_ACTIVITIES_
1. Which sections make up the Problem Brief in the Step Zero walkthrough below?
2. Write the next part of the Step Zero walkthrough below, starting after its final line.

How to Use Step Zero: A Complete Walkthrough
Step Zero takes you from "I have a problem" to "I'm ready to build" in about 15 minutes. Here's exactly how each step works and what to expect.
Overview
There are three steps:
- Explore – You have a conversation about your problem. The AI asks questions and builds a Problem Brief.
- Research – AI researches the market, competition, and target users based on your brief.
- Build – You get three outputs: a Build Plan, a Coding Prompt, and a Design Prompt.
Each step flows into the next automatically. You don't need to know anything about software development to use it.
Step 1: Explore
When you create a new idea, you'll land in a chat interface. The AI will ask you questions about the problem you want to solve.
What it's doing: The conversation has one goal – filling in the five sections of the Problem Brief on the right side of the screen:
- Problem Statement – what's broken and why it matters
- Target User – who specifically deals with this problem
- Current Workarounds – how people cope today
- Gap in Existing Solutions – what's missing from current tools
- Emotional Drivers – the frustration, anxiety, or wasted time involved
What you should do: Answer the questions honestly and specifically. The more detail you give, the better the research and prompts will be. You'll see the brief filling in on the right as you chat.
When it's done: Once all five sections are filled, the page will show "Problem Brief complete!" and automatically move you to Research after a few seconds. You can also click "Start Research" immediately.
Tips:
- You can edit any section of the brief directly by clicking the pencil icon
- Don't worry about being perfect – you're describing a problem, not writing a spec
Step 2: Research
Once your brief is complete, Step Zero runs five parallel research queries to validate your idea. You'll see an agent status bar and cards filling in as each query completes.
The five research areas:
- Market size and growth trends
- Existing solutions and where they fall short
- Ideal customer avatar (who exactly needs this)
- Competitive landscape
- Psychological drivers (what pushes people to act)
The viability signal: After research completes, Step Zero evaluates your idea and gives you one of three signals:
- Strong signal – the research supports this idea. Move forward.
- Proceed with caution – there are concerns worth understanding, but the idea has potential.
- Rethink this one – the research suggests this specific angle is tough, but you'll get pivot suggestions for better angles.
A "rethink" result is not a failure – it means you learned something valuable before spending time building the wrong thing.
Step 3: Build
This is where you get the outputs you need to actually start building. There are three pieces, and the order matters.
The Build Plan (paste this first)
The Build Plan is a plain-language document that explains:
- Who you're building for
- Why this problem matters
- What to build (and what not to build)

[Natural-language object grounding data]
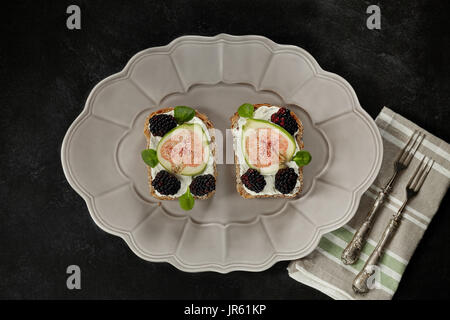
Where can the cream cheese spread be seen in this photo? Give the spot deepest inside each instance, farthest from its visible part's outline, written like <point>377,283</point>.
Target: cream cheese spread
<point>184,180</point>
<point>262,113</point>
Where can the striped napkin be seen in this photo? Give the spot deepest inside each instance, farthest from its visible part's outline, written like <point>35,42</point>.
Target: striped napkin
<point>323,269</point>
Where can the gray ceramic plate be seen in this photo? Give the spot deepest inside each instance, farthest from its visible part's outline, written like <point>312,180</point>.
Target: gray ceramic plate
<point>101,153</point>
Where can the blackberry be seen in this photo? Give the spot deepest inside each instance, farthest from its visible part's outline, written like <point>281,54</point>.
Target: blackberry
<point>253,180</point>
<point>161,124</point>
<point>202,185</point>
<point>284,119</point>
<point>166,183</point>
<point>285,180</point>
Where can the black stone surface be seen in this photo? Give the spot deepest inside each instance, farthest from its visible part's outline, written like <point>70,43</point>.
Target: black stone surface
<point>47,71</point>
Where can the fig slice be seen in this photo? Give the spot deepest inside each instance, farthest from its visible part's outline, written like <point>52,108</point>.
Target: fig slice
<point>184,150</point>
<point>266,146</point>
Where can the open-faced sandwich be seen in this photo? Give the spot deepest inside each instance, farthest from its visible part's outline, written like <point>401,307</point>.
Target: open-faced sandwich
<point>269,155</point>
<point>180,155</point>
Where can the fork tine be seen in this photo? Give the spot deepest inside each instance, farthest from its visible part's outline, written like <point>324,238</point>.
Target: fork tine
<point>407,146</point>
<point>414,149</point>
<point>412,180</point>
<point>424,175</point>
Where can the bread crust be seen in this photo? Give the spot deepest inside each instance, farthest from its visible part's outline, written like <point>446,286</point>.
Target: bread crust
<point>298,137</point>
<point>209,125</point>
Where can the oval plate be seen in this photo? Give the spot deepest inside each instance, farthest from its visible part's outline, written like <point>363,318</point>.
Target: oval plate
<point>101,153</point>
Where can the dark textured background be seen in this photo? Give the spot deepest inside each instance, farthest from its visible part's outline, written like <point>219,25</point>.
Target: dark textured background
<point>47,71</point>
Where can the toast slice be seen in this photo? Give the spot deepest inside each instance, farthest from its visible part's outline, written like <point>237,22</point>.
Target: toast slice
<point>209,125</point>
<point>239,185</point>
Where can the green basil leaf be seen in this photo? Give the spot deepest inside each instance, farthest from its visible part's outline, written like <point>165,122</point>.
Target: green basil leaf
<point>183,114</point>
<point>302,158</point>
<point>186,200</point>
<point>246,110</point>
<point>150,158</point>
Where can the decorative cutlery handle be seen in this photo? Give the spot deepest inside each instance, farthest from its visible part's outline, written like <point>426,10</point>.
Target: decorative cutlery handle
<point>360,283</point>
<point>351,253</point>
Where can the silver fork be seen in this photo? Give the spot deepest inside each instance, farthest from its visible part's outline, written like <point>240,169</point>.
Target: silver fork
<point>351,253</point>
<point>415,183</point>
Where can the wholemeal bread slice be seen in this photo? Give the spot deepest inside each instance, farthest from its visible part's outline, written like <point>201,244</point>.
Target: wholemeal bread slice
<point>298,137</point>
<point>209,125</point>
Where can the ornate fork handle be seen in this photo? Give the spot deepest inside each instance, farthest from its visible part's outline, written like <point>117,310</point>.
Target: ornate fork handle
<point>351,253</point>
<point>360,282</point>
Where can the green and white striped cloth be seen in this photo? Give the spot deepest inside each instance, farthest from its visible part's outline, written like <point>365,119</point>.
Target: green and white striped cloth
<point>323,269</point>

_PER-TASK OUTPUTS_
1. Problem Statement, Target User, Current Workarounds, Gap in Existing Solutions, Emotional Drivers

2.
- What success looks like
This is the most important piece. It gives any AI tool the context it needs to make good decisions. Without it, the AI is guessing about your users and goals.
How to use the Build Plan with Claude Code
- Open Claude Code (install it from claude.ai/code if you haven't)
- Copy the Build Plan and paste it into Claude Code
- Add a note like: "This is the context for what I'm building. Read this first."
- Then copy the Coding Prompt and paste it in
- Claude Code will start building based on both pieces of context
You're pasting both into the same conversation – the Build Plan gives context, and the Coding Prompt gives specific instructions.
How to use the Build Plan with Figma Make
- Go to figma.com/make
- Copy the Build Plan and paste it in as your first message
- Then copy the Design Prompt and paste it as a follow-up
- Figma Make will design an interface informed by who you're building for
Running both in parallel
Here's the efficient approach: start Figma Make first (paste Build Plan + Design Prompt). While Figma is generating the design, switch to Claude Code and paste Build Plan + Coding Prompt. You'll have both a design and working code building simultaneously.
Tips for better results
- Be specific in Explore. "I manage a team" is less useful than "I manage a 12-person nursing team across three hospital floors and shift scheduling is a nightmare."
- Edit the brief. If the AI extracted something that's not quite right, click the pencil icon and fix it before moving to Research.
- Read the research. Don't just skip to Build. The research might reveal competitors you didn't know about or a user need you hadn't considered.
- Iterate. Your first idea might not be the one you build. Step Zero is designed to help you explore and refine. Create multiple ideas and compare them.
Step Zero was built for the STC Squared Vibeathon 2026 – to help people who know problems deeply turn that knowledge into buildable software.